> [TO DO]:
Go through the records below and copy out, unchanged and in their original order, every line that contains the string "Query".

> [RECORDS TO PROCESS]:
============

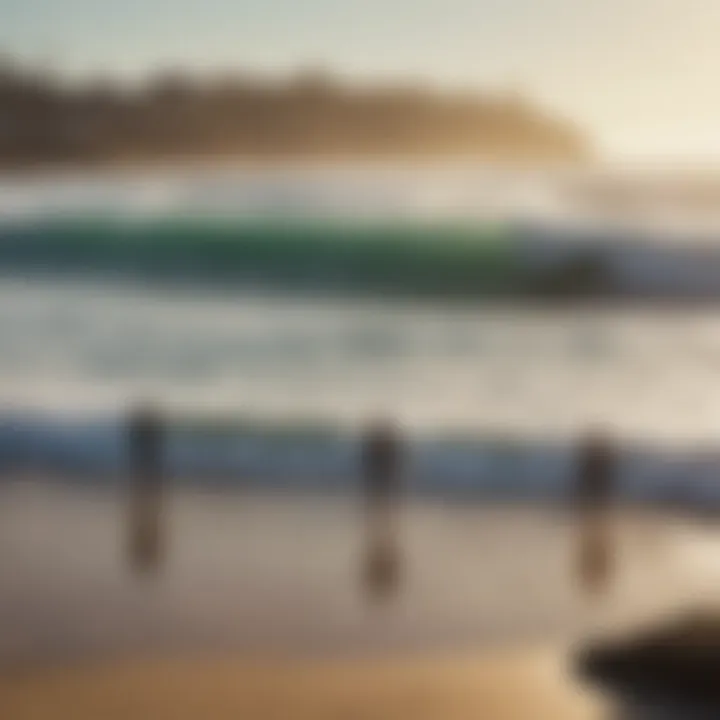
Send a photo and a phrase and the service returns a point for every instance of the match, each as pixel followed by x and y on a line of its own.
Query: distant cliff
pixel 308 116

============

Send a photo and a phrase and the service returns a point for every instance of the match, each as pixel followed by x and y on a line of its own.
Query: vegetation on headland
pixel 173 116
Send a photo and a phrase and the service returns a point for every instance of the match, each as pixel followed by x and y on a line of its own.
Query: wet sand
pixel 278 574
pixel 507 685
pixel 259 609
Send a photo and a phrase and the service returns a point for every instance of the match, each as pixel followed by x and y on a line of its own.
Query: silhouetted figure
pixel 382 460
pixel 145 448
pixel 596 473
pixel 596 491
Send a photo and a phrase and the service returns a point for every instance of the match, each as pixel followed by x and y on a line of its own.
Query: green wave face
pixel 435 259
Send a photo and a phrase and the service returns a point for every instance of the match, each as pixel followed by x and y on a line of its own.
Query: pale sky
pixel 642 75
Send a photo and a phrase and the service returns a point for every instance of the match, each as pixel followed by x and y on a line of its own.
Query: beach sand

============

> [RESPONSE TO THE TASK]:
Query: distant cliff
Query: vegetation on headland
Query: wet sand
Query: silhouetted figure
Query: green wave face
Query: pale sky
Query: beach sand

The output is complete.